Saved entries:
------------------------------------------------------------

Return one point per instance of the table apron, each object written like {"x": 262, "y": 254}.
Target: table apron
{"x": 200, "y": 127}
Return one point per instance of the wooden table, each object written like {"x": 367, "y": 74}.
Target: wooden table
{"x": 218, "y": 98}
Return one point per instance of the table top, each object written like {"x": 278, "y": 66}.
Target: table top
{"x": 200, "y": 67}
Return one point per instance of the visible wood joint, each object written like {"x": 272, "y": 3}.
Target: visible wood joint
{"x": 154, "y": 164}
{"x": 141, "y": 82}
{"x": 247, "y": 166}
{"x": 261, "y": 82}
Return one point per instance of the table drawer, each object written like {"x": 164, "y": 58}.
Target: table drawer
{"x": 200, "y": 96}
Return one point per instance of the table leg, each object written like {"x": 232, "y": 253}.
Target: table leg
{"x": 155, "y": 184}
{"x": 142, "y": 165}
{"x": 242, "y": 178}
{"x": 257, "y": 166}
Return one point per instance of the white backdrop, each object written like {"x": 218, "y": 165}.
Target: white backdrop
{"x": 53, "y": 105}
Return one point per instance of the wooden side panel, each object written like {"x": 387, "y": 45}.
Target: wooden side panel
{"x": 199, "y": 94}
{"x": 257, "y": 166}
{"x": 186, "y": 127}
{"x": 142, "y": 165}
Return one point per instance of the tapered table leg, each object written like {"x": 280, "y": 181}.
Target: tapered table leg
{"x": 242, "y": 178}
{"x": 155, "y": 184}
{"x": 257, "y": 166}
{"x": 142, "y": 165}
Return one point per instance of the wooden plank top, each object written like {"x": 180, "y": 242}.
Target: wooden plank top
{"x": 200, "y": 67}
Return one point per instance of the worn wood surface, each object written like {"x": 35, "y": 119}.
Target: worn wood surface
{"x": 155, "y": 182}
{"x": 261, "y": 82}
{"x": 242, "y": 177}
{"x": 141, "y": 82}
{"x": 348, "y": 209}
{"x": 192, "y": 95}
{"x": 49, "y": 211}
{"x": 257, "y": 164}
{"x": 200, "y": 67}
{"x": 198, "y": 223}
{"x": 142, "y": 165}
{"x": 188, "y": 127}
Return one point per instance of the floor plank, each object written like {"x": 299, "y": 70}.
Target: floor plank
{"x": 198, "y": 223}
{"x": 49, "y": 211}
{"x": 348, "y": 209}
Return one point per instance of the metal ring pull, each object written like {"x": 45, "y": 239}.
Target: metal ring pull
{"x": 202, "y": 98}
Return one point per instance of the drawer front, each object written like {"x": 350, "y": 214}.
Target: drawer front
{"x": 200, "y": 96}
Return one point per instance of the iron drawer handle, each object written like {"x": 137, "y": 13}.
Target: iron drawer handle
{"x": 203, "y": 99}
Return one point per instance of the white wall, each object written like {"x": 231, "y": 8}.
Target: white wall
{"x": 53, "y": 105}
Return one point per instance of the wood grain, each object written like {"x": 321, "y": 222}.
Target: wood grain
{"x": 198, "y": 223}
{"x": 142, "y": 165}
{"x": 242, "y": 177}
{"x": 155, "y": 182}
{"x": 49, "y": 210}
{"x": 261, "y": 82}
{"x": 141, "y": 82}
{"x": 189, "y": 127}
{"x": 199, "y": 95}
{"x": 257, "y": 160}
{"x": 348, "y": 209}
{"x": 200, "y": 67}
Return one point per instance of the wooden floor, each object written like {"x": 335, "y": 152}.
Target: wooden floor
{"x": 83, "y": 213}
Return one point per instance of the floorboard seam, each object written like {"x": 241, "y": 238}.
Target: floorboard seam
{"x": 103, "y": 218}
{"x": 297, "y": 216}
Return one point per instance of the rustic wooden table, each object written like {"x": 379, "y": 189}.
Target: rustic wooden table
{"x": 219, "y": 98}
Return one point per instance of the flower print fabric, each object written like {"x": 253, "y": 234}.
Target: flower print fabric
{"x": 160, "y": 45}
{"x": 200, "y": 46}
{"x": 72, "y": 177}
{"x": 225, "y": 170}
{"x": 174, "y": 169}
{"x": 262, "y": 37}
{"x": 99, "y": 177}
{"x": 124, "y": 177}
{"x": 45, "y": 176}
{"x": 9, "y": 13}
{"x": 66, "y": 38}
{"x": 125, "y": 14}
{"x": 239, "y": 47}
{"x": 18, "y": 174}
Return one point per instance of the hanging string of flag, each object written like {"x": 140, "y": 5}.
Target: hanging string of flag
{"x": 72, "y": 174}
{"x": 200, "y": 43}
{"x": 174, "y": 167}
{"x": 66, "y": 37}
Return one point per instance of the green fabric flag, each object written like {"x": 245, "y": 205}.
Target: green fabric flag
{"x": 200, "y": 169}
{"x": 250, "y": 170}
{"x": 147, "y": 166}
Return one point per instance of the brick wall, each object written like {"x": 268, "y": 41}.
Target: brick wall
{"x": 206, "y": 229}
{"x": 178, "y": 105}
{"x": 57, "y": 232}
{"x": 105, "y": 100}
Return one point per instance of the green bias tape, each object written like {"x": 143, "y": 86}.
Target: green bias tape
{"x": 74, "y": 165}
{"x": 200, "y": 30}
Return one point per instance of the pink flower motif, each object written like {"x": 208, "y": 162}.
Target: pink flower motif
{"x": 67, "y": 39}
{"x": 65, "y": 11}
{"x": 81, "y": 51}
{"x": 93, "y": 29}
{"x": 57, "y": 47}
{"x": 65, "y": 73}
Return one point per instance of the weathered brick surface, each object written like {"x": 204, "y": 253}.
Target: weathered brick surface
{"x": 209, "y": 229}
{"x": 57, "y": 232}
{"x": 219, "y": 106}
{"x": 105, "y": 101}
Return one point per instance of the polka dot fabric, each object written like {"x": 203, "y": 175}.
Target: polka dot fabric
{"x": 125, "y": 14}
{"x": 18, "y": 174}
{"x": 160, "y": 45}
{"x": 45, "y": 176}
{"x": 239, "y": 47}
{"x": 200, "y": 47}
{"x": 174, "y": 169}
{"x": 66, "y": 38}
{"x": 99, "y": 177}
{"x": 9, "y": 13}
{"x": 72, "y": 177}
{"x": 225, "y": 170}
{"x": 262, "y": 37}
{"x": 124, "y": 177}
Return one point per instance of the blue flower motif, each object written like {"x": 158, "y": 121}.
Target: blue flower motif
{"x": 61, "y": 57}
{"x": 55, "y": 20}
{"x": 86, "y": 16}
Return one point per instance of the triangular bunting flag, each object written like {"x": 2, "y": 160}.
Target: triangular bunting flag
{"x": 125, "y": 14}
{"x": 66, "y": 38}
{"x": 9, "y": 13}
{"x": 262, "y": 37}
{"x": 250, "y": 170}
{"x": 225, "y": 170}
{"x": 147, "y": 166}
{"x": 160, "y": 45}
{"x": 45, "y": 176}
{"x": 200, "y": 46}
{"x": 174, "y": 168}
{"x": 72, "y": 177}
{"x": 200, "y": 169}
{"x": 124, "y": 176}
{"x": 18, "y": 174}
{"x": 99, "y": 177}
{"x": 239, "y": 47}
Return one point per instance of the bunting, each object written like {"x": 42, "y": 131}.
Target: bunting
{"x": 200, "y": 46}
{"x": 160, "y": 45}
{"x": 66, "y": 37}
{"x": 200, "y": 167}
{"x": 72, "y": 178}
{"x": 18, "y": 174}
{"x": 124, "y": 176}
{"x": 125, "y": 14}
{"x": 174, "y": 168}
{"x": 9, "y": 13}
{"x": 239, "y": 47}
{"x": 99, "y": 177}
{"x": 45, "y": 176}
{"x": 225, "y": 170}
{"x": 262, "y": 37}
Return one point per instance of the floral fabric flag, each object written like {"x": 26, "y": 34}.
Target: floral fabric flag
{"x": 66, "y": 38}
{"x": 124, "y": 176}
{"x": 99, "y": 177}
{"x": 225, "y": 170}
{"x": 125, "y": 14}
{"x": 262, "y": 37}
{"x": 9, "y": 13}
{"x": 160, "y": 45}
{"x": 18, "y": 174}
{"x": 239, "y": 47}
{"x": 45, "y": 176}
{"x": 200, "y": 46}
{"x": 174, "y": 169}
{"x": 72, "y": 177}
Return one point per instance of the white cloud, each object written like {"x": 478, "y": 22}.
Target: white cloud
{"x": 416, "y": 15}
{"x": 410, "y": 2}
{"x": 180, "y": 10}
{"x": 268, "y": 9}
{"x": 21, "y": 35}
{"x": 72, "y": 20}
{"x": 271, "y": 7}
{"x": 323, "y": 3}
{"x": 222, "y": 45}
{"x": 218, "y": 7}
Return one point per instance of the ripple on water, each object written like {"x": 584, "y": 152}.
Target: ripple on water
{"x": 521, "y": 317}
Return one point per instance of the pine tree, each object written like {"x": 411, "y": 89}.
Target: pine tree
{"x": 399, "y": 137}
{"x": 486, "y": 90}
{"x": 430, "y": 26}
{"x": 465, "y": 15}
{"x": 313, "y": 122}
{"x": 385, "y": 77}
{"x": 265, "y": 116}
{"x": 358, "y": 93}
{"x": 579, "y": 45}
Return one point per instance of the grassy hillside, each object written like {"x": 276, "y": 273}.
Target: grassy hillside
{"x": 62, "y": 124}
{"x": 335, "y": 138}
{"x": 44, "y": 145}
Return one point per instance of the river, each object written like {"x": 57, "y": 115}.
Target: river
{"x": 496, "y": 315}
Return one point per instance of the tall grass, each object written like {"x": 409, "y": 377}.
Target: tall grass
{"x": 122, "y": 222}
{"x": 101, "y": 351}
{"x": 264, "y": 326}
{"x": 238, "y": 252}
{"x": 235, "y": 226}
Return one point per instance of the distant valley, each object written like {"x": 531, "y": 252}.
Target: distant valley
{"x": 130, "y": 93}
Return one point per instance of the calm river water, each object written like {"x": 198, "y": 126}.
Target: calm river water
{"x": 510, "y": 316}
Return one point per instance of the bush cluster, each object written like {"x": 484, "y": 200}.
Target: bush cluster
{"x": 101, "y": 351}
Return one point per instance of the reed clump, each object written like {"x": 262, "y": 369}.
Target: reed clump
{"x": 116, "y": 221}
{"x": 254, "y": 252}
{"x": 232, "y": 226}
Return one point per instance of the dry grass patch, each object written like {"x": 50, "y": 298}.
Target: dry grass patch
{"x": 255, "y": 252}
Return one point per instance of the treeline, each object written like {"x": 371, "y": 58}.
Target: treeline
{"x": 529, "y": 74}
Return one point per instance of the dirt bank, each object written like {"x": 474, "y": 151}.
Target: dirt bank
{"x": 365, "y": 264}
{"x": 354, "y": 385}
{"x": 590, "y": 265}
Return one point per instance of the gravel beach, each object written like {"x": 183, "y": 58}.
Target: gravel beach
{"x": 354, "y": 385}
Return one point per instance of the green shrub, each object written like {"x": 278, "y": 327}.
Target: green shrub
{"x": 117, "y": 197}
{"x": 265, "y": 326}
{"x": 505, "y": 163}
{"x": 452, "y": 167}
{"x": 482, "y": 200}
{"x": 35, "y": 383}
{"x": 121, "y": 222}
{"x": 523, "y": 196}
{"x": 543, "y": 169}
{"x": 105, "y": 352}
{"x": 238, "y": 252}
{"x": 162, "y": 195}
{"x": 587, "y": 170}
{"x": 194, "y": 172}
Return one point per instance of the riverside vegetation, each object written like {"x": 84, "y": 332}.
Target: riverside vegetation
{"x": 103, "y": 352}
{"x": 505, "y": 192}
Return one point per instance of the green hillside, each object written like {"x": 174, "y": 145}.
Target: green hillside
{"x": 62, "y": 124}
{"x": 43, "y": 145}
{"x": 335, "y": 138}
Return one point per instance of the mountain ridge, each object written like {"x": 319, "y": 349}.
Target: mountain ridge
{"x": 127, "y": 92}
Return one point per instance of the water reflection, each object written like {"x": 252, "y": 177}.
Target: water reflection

------------------------------------------------------------

● **PROBLEM STATEMENT**: Copy every line in the data above that has the string "reflection" in it.

● **WRITTEN REPLY**:
Return one point per instance of the water reflection, each object written like {"x": 252, "y": 177}.
Target: water reflection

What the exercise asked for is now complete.